------ 记录摘录

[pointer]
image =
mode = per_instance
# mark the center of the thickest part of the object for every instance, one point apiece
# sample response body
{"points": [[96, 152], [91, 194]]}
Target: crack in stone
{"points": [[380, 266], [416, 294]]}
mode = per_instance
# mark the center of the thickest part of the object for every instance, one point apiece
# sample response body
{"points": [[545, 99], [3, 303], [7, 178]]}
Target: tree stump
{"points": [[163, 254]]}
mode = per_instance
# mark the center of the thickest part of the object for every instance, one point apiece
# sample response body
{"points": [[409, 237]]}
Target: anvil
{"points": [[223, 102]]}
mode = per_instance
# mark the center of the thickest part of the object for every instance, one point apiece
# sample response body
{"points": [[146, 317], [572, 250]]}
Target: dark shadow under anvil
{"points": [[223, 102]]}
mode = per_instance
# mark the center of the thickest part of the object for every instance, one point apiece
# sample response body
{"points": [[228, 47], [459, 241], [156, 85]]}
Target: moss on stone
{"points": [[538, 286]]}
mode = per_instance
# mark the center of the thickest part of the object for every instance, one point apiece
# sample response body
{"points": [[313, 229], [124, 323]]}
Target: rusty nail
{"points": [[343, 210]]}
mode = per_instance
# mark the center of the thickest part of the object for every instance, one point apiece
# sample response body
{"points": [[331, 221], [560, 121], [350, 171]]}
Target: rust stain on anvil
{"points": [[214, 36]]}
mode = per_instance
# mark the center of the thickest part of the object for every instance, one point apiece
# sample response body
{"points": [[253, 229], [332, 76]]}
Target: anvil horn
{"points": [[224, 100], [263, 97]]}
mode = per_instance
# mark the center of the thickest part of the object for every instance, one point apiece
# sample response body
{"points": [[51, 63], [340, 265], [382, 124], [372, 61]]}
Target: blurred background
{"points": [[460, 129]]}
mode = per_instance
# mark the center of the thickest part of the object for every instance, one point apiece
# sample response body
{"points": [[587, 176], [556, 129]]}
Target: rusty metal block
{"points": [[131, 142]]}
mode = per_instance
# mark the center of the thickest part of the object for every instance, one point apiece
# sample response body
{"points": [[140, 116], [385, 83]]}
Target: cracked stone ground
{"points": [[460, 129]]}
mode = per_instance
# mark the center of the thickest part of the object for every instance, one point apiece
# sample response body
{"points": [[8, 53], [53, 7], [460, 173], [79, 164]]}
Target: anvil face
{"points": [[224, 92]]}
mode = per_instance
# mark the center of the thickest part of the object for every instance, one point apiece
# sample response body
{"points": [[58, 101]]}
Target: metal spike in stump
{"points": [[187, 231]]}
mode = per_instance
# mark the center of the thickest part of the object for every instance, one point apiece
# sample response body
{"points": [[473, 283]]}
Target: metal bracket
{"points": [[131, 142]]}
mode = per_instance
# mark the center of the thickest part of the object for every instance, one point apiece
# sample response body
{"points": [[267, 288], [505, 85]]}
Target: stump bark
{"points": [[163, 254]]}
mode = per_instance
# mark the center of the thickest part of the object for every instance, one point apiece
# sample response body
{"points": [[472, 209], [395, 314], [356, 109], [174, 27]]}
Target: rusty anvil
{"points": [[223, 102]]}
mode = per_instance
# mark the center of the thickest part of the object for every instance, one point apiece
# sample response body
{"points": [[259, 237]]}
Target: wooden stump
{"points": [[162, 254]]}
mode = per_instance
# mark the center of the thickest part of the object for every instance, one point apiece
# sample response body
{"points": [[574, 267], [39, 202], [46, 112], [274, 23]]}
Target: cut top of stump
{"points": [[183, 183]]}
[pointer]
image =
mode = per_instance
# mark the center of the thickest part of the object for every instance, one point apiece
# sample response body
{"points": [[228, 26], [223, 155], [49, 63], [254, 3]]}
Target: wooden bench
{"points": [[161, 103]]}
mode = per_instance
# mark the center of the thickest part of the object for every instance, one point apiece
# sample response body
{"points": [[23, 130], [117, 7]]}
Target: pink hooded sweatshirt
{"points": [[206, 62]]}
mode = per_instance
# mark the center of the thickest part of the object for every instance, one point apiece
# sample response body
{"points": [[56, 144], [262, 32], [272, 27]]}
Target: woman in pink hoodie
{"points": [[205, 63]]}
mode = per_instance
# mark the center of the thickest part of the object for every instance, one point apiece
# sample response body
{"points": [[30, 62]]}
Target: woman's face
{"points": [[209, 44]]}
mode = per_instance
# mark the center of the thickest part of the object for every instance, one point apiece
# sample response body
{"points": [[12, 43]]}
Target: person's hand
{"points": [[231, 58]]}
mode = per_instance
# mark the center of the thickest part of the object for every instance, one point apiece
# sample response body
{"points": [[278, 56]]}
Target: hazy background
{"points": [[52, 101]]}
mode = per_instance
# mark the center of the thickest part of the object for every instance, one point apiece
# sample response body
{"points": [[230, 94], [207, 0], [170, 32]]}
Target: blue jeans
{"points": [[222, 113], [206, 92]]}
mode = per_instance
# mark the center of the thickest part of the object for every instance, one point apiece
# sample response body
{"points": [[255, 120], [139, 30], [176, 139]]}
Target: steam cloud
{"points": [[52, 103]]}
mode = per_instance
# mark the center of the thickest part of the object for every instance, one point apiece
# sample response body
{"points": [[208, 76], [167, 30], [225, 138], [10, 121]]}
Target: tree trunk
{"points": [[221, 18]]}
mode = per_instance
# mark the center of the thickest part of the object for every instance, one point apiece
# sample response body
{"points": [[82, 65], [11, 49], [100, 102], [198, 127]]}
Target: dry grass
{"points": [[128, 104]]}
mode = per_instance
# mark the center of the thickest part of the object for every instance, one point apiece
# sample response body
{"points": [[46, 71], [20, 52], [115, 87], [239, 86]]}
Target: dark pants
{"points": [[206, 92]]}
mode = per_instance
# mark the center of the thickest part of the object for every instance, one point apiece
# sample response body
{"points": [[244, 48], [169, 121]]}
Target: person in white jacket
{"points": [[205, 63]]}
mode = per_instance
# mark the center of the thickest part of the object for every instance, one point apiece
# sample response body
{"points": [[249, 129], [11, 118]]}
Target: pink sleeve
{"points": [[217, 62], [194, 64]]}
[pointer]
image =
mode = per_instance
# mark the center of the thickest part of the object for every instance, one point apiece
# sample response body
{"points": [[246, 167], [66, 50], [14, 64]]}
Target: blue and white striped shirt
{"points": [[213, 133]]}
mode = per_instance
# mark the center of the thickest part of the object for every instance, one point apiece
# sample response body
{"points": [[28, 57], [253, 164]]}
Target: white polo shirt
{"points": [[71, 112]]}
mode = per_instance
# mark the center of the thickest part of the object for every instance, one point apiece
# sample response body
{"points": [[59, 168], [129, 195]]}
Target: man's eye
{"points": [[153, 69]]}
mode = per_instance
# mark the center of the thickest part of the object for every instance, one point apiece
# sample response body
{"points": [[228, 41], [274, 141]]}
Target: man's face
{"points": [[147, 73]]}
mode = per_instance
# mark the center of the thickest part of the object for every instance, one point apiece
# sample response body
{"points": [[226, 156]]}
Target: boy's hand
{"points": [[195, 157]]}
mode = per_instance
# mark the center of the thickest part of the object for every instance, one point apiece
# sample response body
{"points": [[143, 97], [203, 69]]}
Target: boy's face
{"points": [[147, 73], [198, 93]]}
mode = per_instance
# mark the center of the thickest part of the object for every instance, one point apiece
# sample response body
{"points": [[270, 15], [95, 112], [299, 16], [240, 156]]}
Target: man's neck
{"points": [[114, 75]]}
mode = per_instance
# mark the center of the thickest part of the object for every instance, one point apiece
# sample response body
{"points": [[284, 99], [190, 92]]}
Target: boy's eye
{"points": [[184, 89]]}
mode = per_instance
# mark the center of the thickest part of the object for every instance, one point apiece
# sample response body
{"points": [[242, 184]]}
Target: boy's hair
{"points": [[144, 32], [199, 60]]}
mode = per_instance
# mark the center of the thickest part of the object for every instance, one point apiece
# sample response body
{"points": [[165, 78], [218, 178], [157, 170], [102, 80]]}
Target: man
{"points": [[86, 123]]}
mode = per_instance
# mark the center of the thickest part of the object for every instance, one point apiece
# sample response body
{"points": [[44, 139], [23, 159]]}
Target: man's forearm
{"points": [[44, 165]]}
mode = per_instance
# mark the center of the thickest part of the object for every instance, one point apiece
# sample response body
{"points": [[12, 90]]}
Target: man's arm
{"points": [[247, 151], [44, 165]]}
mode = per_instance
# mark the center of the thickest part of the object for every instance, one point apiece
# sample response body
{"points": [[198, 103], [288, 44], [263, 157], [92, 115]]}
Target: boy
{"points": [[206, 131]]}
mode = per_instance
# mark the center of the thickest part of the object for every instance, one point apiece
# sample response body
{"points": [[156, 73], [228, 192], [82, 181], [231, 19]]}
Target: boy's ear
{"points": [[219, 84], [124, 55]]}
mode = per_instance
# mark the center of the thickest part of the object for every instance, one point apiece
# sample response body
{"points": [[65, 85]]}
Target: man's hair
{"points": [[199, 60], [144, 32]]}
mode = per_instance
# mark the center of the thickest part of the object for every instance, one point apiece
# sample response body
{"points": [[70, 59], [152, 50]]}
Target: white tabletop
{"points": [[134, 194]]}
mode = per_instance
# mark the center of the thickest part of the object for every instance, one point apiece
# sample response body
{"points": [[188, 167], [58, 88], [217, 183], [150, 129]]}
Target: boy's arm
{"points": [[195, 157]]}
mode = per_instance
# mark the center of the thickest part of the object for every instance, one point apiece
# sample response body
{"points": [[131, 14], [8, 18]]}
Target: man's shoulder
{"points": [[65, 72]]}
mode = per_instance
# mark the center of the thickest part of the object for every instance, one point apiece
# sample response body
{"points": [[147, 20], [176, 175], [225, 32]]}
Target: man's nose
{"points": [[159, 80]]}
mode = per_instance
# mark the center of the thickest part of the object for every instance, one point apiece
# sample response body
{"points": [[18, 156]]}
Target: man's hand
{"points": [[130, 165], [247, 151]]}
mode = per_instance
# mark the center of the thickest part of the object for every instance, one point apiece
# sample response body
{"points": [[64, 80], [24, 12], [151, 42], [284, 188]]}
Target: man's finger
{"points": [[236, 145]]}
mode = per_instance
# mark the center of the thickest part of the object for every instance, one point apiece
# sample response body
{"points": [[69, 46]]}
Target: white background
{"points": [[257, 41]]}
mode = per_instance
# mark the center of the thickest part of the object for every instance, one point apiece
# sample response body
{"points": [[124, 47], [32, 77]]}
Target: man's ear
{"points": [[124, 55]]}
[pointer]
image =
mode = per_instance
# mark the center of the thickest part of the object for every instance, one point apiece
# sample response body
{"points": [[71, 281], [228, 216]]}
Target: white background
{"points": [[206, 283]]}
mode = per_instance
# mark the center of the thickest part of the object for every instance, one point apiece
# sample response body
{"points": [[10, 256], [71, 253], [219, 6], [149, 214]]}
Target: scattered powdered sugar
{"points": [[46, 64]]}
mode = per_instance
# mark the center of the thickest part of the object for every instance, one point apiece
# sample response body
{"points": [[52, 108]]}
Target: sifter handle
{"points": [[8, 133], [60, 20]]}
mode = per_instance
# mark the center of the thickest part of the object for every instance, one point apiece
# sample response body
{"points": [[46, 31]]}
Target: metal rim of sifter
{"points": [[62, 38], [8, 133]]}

------------

书面练习:
找出上方条目中所有含有字符串“dark”的行，并逐行原样抄录，匹配时区分大小写。

最终结果:
Target: dark shadow under anvil
Target: dark pants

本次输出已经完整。